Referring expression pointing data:
● ● ● ● ● ● ●

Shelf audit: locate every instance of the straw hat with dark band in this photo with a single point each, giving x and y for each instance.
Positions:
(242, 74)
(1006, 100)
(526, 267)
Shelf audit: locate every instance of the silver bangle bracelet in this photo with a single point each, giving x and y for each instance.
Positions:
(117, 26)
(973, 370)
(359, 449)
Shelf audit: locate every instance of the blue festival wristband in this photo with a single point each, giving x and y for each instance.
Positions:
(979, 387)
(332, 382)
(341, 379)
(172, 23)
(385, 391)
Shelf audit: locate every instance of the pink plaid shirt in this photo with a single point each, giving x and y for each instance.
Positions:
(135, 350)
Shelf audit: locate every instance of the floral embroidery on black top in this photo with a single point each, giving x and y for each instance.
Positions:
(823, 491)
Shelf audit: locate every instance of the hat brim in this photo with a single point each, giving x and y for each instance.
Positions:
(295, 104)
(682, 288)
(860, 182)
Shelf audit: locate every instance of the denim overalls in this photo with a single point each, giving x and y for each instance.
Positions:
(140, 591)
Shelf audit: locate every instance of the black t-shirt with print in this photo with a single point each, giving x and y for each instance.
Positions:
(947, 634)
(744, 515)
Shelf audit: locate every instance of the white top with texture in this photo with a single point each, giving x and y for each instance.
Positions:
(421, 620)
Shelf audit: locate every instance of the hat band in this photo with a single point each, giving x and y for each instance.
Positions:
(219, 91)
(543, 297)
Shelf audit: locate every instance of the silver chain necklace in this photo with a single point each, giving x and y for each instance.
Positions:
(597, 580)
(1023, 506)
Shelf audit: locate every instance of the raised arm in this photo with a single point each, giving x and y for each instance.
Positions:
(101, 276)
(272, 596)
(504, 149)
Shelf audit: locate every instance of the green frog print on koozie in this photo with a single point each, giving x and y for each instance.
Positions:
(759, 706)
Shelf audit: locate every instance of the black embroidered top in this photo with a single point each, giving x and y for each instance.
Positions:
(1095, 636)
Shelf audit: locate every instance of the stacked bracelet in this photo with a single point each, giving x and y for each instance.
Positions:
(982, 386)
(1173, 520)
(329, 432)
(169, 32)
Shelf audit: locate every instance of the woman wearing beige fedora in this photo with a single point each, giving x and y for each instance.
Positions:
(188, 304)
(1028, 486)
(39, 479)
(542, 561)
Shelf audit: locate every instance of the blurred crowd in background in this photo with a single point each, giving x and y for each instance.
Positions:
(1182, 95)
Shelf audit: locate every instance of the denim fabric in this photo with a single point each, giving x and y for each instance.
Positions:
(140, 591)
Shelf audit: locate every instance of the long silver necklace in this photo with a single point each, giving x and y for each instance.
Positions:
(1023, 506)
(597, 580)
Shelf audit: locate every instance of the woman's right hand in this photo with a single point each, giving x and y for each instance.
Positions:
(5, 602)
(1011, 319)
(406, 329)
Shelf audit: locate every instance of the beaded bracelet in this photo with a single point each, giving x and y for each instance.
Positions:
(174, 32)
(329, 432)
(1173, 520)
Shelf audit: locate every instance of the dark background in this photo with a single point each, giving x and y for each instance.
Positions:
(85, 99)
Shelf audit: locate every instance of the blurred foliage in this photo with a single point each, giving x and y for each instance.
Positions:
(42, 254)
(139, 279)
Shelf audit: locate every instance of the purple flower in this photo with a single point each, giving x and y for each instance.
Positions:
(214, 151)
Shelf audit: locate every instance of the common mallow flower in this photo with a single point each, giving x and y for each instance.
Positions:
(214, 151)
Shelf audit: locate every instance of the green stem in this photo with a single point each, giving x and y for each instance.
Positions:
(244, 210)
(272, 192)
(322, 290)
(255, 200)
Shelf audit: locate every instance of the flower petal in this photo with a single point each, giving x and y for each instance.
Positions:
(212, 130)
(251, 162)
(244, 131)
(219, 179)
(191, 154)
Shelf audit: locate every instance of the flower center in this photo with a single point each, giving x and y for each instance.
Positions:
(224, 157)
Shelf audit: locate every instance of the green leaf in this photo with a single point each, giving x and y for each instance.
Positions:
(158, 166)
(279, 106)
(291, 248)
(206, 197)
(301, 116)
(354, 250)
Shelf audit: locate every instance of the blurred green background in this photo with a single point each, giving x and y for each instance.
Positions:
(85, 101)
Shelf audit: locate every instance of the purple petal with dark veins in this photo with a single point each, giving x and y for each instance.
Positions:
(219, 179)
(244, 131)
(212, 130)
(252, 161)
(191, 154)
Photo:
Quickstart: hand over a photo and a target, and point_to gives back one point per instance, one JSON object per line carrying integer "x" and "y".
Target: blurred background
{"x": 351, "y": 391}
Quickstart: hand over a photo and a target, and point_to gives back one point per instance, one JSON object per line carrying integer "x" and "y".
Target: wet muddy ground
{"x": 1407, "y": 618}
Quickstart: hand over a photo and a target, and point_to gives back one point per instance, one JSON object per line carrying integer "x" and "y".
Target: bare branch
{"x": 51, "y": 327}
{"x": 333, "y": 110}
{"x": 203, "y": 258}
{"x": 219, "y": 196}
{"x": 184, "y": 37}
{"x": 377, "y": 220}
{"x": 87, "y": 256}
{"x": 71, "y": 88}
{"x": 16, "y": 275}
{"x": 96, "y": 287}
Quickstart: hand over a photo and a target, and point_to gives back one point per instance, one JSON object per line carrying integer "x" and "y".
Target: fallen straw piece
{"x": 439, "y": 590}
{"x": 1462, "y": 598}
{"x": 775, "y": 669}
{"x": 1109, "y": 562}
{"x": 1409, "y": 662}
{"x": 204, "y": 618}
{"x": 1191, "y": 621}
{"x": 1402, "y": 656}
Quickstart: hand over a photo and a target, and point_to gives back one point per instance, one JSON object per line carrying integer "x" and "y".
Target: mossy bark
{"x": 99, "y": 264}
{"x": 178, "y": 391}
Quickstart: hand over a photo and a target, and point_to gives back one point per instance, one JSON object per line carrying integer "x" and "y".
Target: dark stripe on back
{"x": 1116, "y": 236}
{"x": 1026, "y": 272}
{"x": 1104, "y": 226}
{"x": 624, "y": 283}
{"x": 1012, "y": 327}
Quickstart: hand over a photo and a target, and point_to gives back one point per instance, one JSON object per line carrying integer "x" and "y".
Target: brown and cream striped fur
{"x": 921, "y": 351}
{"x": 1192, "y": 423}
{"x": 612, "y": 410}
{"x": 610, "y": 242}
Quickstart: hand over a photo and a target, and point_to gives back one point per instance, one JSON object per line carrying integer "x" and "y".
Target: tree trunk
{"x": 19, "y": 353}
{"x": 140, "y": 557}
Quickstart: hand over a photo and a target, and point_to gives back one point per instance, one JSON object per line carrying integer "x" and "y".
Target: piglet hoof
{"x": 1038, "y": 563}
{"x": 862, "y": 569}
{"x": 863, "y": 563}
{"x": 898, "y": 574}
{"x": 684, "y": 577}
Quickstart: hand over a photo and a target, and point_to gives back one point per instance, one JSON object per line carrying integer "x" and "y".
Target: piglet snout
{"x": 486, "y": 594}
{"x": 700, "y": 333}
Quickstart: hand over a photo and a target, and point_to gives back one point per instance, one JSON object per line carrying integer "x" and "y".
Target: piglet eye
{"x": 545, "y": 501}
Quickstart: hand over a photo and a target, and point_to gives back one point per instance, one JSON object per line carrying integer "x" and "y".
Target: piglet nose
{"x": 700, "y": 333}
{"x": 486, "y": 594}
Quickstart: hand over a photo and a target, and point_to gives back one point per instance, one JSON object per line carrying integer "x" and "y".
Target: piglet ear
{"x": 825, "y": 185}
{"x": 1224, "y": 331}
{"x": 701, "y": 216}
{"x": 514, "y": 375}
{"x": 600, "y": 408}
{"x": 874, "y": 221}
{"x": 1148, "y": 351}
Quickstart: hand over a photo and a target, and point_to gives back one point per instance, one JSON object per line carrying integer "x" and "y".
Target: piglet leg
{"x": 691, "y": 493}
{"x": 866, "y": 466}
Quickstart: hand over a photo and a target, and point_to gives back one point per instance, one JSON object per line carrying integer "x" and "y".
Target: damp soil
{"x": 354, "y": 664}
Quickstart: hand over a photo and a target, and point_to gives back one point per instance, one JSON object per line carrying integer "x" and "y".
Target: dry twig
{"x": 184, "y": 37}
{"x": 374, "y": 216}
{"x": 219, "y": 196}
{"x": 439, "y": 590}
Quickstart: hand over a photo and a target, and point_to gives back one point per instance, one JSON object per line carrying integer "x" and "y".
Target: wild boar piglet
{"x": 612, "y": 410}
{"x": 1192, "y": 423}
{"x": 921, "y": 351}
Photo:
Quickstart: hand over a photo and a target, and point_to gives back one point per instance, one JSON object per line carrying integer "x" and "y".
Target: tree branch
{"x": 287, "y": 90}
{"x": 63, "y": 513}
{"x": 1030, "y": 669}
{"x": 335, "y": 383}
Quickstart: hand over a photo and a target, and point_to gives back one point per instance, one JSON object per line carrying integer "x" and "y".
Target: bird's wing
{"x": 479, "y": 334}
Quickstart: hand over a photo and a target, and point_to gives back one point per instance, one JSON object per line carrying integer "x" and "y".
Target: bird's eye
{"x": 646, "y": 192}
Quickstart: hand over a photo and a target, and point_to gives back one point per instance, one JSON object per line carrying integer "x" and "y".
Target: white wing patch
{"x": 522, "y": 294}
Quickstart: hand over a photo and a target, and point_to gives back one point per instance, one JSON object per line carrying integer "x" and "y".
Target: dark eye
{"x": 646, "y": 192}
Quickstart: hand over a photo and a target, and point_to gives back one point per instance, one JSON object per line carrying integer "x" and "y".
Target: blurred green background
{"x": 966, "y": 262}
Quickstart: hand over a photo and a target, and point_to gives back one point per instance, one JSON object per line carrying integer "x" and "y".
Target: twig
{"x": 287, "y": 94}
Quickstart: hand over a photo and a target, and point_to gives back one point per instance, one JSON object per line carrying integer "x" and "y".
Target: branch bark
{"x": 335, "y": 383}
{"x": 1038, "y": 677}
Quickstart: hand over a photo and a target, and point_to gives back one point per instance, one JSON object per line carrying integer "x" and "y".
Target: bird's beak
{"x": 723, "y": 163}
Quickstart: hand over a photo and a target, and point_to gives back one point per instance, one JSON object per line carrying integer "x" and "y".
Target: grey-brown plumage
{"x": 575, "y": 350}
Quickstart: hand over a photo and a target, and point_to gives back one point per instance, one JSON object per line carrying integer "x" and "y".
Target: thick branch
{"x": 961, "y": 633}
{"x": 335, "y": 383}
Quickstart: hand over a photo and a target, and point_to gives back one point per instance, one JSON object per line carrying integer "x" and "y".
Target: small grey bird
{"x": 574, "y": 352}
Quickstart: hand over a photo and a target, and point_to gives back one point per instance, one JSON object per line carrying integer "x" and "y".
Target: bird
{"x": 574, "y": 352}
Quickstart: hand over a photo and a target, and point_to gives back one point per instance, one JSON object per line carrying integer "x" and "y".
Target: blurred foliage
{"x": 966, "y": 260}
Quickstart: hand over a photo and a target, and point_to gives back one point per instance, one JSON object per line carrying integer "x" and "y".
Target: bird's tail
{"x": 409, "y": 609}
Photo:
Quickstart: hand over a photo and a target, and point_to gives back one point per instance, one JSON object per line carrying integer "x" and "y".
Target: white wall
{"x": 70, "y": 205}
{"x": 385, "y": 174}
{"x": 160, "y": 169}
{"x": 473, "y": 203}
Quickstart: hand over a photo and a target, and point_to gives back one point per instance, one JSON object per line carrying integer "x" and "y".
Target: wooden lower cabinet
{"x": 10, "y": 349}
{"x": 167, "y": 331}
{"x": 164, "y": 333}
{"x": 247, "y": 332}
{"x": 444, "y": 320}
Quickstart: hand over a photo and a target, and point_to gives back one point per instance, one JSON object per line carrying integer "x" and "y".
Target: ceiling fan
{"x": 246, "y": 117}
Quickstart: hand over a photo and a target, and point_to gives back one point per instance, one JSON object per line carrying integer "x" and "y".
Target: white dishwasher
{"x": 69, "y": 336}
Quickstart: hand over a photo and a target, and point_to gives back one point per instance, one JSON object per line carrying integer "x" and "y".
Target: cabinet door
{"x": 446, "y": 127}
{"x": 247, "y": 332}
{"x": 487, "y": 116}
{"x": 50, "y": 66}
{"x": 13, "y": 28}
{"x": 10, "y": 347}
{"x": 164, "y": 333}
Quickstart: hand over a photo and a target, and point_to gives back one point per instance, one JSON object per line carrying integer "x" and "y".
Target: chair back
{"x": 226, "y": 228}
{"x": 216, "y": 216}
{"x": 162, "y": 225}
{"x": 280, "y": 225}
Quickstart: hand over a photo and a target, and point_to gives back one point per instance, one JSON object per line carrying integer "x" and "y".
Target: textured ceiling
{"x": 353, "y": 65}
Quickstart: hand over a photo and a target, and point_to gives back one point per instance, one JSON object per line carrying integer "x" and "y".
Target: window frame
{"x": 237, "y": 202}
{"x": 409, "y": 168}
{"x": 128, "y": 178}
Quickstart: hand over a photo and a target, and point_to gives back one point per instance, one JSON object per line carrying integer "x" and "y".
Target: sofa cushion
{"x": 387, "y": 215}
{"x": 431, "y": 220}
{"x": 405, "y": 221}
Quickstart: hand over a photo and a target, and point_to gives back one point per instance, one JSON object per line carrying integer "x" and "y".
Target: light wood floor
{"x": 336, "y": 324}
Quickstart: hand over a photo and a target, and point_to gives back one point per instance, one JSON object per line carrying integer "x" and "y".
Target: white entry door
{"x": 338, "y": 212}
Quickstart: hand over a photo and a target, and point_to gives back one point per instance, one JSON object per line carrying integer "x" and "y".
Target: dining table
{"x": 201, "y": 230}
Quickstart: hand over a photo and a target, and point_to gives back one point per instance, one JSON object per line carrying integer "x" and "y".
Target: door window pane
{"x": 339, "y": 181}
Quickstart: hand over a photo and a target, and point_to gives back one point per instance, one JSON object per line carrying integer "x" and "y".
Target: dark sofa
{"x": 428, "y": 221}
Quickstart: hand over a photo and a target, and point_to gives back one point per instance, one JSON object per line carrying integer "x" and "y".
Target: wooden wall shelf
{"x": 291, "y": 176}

● ● ● ● ● ● ●

__YOUR ASSIGNMENT__
In the records above, how many lines hold the string "bracelet"? Respond with that number only.

__SOLVED PROBLEM__
3